Work to be completed
Check every line in the records below for the word "water" and report how many have it, nothing more.

Records to process
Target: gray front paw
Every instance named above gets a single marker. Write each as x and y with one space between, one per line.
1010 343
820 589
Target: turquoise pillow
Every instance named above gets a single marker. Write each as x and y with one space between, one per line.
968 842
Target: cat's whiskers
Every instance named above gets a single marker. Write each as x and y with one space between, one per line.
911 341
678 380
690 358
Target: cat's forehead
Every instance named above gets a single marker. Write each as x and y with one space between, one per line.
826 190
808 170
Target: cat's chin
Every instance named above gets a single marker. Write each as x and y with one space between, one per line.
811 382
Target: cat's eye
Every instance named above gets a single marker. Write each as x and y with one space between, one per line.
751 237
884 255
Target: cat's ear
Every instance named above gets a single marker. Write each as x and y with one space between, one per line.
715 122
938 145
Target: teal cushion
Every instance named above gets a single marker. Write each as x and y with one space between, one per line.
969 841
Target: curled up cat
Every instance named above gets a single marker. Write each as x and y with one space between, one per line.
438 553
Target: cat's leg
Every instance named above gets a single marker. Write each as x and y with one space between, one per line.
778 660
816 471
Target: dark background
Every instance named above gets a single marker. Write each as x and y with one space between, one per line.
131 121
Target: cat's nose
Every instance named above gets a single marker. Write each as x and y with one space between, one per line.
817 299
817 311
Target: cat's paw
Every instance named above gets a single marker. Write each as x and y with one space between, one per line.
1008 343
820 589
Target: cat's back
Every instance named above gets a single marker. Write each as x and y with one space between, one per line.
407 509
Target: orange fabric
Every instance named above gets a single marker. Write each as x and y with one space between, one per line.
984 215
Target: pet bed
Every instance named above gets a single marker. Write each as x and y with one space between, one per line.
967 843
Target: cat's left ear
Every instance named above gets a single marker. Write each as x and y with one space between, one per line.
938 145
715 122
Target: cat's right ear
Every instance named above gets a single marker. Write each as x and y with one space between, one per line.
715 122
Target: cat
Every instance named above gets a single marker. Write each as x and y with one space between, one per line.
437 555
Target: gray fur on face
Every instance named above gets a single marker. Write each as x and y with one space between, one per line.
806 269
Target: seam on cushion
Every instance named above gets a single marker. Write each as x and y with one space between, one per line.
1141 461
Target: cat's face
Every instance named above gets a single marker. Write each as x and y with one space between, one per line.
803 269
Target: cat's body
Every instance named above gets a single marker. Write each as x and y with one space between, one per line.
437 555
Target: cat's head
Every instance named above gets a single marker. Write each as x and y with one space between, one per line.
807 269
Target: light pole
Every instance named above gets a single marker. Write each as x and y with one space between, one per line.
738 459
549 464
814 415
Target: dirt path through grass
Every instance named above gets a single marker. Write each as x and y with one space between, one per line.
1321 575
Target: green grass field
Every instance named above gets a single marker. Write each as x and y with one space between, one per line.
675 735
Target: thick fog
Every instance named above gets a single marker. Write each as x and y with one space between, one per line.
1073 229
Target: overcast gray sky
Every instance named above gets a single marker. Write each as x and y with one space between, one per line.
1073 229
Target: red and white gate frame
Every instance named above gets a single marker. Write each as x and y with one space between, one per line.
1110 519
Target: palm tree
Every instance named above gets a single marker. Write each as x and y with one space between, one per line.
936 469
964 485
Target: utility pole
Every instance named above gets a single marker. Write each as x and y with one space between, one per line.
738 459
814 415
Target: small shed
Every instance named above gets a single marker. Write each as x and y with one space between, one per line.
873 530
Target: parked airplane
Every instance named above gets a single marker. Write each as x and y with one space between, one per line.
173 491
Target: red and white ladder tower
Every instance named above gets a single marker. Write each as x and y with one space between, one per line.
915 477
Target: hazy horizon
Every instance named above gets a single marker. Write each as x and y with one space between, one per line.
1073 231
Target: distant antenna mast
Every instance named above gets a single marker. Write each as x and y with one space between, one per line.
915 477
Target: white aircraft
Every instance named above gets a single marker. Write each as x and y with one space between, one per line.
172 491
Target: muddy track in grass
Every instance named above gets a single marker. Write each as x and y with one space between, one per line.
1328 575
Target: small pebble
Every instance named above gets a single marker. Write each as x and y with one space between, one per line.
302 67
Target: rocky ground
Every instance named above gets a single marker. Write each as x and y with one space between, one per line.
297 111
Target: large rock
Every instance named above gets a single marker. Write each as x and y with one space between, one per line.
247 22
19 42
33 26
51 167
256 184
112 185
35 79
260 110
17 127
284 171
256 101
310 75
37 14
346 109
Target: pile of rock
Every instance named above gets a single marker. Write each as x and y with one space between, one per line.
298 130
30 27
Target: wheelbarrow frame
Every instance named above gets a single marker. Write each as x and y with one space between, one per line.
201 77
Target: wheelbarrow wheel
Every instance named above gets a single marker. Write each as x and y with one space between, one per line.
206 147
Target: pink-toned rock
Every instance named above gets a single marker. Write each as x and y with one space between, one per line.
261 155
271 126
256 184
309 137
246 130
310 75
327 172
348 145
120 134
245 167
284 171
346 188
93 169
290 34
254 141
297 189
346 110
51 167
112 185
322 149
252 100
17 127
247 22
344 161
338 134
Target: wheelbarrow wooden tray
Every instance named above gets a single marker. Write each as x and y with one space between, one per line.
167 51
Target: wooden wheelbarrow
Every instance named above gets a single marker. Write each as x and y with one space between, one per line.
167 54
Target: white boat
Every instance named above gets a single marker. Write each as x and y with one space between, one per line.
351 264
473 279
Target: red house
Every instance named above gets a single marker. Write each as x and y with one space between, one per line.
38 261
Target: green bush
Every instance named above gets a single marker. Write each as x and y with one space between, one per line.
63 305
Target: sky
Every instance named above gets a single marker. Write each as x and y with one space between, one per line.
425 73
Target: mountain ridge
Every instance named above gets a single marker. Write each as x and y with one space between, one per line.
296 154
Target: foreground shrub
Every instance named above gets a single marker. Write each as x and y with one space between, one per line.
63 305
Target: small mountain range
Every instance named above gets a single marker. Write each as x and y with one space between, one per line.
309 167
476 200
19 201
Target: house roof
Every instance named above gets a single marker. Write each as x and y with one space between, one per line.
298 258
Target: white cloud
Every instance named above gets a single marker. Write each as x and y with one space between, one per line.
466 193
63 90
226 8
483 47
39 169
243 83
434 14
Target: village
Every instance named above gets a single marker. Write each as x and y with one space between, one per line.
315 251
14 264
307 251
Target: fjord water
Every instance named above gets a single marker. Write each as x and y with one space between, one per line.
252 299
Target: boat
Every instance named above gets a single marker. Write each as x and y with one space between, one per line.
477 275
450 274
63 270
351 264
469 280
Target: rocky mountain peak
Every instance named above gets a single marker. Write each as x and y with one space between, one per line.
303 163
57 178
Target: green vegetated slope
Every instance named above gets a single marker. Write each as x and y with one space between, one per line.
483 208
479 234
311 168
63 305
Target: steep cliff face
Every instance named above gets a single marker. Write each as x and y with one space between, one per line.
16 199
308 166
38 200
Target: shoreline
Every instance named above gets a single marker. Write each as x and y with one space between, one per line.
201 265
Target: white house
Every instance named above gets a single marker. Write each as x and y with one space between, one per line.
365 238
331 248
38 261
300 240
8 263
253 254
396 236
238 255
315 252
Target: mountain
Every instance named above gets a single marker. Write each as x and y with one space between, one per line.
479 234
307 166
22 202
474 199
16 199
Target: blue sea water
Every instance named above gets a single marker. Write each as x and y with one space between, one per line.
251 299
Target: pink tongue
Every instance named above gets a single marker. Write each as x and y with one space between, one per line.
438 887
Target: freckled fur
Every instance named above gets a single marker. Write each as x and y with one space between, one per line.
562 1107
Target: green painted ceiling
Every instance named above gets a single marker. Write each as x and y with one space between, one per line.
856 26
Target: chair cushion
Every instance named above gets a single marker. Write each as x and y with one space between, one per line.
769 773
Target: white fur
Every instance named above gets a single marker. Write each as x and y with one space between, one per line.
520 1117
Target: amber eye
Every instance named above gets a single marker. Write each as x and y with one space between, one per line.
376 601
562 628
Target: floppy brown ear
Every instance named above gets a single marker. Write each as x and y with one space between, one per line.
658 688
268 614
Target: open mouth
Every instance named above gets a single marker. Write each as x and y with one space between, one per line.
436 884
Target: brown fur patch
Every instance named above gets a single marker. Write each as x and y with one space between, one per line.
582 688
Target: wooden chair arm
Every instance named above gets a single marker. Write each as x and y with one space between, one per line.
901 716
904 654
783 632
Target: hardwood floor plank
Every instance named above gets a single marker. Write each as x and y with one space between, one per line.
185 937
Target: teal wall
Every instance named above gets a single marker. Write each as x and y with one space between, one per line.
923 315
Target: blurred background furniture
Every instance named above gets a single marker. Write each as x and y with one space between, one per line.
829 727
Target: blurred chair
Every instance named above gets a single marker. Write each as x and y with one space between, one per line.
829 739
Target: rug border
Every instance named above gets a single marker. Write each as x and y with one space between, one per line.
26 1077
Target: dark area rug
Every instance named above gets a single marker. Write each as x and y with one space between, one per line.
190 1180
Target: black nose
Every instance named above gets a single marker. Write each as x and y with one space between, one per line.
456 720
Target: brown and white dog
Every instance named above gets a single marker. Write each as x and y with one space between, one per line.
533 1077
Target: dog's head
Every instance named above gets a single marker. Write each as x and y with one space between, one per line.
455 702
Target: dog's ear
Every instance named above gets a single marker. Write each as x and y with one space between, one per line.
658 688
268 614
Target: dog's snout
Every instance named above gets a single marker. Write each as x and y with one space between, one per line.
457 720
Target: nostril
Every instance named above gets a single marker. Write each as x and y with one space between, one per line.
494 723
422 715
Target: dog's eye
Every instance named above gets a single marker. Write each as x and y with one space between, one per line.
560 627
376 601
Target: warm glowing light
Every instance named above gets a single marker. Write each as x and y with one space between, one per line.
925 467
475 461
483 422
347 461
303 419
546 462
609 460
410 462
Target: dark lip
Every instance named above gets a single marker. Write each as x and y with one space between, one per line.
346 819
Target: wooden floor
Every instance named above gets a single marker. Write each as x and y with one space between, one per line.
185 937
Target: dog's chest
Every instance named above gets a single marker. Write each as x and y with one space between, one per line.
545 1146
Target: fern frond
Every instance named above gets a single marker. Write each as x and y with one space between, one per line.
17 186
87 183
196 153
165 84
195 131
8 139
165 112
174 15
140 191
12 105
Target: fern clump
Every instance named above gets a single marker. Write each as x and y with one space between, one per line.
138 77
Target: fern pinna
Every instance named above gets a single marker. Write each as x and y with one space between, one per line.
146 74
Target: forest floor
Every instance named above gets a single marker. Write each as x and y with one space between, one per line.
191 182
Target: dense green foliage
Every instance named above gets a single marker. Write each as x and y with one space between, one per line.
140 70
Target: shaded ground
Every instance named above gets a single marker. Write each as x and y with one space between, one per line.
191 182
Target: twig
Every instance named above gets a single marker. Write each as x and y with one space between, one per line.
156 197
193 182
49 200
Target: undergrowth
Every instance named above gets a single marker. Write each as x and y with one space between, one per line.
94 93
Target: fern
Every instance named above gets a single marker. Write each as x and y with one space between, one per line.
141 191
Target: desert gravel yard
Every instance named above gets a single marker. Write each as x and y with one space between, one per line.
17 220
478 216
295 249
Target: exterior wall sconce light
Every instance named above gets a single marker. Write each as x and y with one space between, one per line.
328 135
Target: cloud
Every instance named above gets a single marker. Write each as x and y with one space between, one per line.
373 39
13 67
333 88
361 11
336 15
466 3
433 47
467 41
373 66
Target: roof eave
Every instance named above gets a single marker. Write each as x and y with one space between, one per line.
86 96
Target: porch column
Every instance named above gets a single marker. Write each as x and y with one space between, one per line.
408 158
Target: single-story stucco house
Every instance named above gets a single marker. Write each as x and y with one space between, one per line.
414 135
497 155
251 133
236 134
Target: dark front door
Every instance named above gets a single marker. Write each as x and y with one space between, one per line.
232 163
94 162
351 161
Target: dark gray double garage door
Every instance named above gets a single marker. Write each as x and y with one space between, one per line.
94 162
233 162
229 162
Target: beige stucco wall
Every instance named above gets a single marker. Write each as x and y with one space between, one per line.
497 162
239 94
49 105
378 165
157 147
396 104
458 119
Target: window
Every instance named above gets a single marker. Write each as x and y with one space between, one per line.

Answer for the task
2